_Assignment_
Copy exactly the lines from the start of the material through the line with "point(183, 258)". Pictures stay out of the copy.

--- Extracted material Enclosed Below ---

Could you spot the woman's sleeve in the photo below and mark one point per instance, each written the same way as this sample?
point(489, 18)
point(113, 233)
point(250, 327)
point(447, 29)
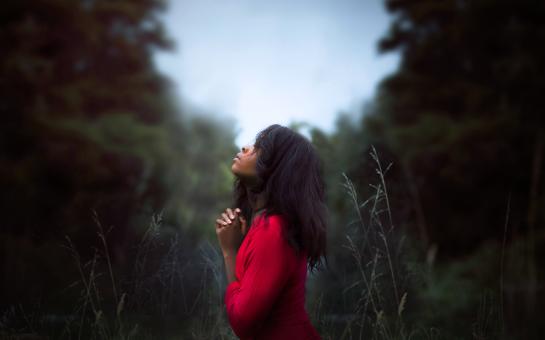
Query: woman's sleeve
point(269, 264)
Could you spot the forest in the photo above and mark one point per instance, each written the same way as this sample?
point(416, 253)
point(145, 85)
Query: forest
point(110, 188)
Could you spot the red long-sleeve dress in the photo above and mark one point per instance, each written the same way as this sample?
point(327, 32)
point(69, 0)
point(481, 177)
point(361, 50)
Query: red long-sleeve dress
point(267, 298)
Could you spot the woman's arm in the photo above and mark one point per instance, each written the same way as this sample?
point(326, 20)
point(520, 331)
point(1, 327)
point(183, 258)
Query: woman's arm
point(229, 257)
point(269, 262)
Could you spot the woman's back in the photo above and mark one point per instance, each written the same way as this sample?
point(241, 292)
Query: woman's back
point(267, 299)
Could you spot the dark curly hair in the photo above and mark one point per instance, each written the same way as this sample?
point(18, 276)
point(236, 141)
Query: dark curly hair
point(289, 176)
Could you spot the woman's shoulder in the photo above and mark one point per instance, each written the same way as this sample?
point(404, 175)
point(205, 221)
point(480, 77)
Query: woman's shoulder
point(274, 220)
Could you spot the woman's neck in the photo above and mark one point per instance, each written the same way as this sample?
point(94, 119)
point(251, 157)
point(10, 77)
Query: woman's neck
point(257, 201)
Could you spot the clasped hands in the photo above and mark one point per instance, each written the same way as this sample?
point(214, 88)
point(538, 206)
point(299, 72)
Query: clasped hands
point(230, 229)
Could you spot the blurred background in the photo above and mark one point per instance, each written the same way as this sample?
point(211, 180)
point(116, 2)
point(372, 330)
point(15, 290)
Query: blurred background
point(121, 119)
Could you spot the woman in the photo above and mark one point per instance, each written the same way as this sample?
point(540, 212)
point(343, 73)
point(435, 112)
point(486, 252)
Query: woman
point(279, 190)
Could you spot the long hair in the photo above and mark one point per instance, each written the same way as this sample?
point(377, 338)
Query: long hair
point(289, 176)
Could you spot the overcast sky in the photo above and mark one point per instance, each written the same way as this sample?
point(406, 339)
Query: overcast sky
point(276, 61)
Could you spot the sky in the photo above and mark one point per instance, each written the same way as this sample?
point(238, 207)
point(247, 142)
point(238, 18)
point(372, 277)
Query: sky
point(275, 61)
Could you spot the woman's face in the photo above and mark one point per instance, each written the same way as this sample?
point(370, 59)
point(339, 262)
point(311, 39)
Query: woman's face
point(244, 162)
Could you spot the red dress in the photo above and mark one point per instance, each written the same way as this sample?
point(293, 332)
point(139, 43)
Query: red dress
point(267, 298)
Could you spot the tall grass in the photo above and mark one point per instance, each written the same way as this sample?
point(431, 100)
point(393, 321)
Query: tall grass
point(173, 293)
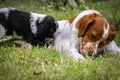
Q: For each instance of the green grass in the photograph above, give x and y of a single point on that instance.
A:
(17, 63)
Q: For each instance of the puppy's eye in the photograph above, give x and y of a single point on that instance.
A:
(93, 36)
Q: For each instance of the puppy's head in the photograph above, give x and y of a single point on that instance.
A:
(46, 28)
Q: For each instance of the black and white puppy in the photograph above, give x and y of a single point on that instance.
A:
(33, 27)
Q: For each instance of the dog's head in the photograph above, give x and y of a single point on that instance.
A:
(94, 31)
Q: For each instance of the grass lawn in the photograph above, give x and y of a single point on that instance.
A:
(17, 63)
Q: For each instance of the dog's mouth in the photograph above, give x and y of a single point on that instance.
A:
(49, 40)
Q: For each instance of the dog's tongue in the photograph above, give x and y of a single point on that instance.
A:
(48, 40)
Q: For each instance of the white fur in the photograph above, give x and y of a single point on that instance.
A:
(2, 31)
(62, 40)
(6, 11)
(34, 18)
(112, 48)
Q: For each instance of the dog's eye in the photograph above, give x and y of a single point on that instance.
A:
(52, 30)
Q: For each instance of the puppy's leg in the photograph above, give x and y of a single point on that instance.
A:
(2, 31)
(112, 48)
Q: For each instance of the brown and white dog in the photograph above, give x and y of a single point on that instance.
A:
(85, 33)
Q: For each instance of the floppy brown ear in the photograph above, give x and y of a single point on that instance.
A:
(83, 24)
(111, 36)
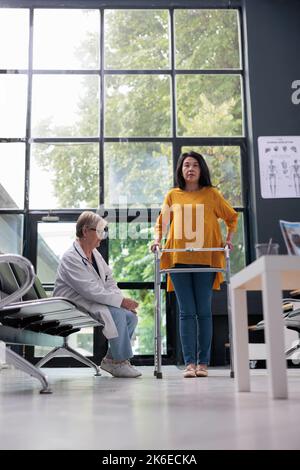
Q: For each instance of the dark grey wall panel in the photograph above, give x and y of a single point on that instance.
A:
(272, 39)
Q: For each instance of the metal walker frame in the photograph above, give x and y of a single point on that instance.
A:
(157, 289)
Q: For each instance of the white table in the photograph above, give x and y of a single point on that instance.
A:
(270, 274)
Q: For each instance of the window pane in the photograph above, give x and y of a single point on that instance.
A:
(143, 341)
(137, 173)
(64, 176)
(12, 176)
(129, 255)
(136, 39)
(66, 39)
(14, 30)
(207, 39)
(209, 105)
(13, 92)
(225, 169)
(65, 106)
(11, 229)
(137, 106)
(54, 238)
(237, 255)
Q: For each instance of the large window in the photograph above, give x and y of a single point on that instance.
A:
(96, 105)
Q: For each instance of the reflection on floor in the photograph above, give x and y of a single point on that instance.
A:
(87, 412)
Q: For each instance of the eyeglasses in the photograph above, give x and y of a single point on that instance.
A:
(99, 232)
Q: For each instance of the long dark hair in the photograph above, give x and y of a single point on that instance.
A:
(204, 179)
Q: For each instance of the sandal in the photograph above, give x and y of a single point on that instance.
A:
(190, 371)
(201, 371)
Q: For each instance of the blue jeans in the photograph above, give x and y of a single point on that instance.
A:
(119, 348)
(194, 296)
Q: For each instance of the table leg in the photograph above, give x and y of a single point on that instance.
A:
(240, 340)
(274, 334)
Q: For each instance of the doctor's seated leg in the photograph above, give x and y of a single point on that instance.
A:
(116, 361)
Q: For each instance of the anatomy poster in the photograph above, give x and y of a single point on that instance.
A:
(279, 164)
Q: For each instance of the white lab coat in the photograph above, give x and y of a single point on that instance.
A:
(78, 281)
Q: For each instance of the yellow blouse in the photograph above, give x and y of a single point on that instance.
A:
(192, 219)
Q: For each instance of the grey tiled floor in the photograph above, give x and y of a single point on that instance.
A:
(87, 412)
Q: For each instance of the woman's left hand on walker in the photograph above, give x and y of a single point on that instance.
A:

--- End of Enclosed Extracted material ---

_Solution for this task_
Could you spot the woman's sleeve in the photo below and mark one point per instance, each written the same way as this sample?
point(489, 18)
point(113, 233)
point(250, 327)
point(447, 29)
Query: woman's sleeve
point(269, 264)
Could you spot the forest in the photo above and mark one point per instance, each written the same way as this sample?
point(416, 253)
point(145, 85)
Query: forest
point(110, 188)
Could you spot the red long-sleeve dress in the photo above and mark one point per instance, each written the same way as this sample?
point(327, 32)
point(69, 0)
point(481, 177)
point(361, 50)
Query: red long-sleeve dress
point(267, 298)
Could you spot the woman's arm in the photo above and mark one point per instance, each written the same way as this sample?
point(326, 20)
point(520, 331)
point(1, 327)
point(183, 258)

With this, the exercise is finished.